2. HGK' nın 24.02.2010 tarihli 2010/1-86 Esas, ve 2010-108 Karar sayılı kararında da belirtildiği üzere; "yasanın aradığı anlamda oluşturulacak kararların hüküm fıkralarının açık, anlaşılır, çelişkisiz, uygulanabilir olmasının gerekliliği kadar; kararın gerekçesinin de, sonucu ile tam bir uyum içinde, o davaya konu maddi olguların mahkemece nasıl nitelendirildiğini, kurulan hükmün hangi nedenlere ve hukuksal düzenlemelere dayandırıldığını ortaya koyacak; kısaca, maddi olgular ile hüküm arasındaki mantıksal bağlantıyı gösterecek nitelikte olması gerekir. Zira tarafların o dava yönünden, hukuk düzenince hangi nedenle haklı veya haksız görüldüklerini anlayıp değerlendirebilmeleri ve Yargıtay’ın hukuka uygunluk denetimini yapabilmesi için, ortada, usulüne uygun şekilde oluşturulmuş; hükmün hangi nedenle o içerik ve kapsamda verildiğini ayrıntılarıyla gösteren, ifadeleri özenle seçilmiş ve kuşkuya yer vermeyecek açıklıktaki bir gerekçe bölümünün ve buna uyumlu hüküm fıkralarının bulunması zorunludur” Kararın gerekçesinin kendi içinde çelişkili olması ve hüküm kısmı ile gerekçenin bir kısmı arasında çelişki yaratılması da; yukarıda açıklanan ve Anayasa ile teminat altına alınan yargılamanın açıklığı, adil yargılanma hakkı prensibine ve kararların gerekçeli olması gerektiğine dair Anayasa ve yasa hükümlerine de açıkça aykırıdır.

### Görev Listesi
**a.** Karar gerekçesine ilişkin metne göre, hükmün nedenlerini ayrıntılarıyla gösteren ve hüküm fıkralarıyla uyumlu bir gerekçe bölümünün neden zorunlu olduğunu bir ila üç cümleyle açıklayın.
**b.** Karar gerekçesine ilişkin metinde alıntılanan HGK kararı hangi tarihlidir?
Veriler, karar gerekçesine ilişkin metinle bağlantılı değildir.

### Sağlanan Veriler

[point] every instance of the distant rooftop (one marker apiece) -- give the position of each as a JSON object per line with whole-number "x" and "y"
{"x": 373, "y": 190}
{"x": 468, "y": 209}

### Görev Yanıtları
**a.** Böyle bir gerekçe, tarafların o davada hukuk düzenince hangi nedenle haklı veya haksız görüldüklerini anlayıp değerlendirebilmeleri için zorunludur. Ayrıca Yargıtay'ın hukuka uygunluk denetimini yapabilmesi de bu gerekçenin bulunmasına bağlıdır.

**b.** 24.02.2010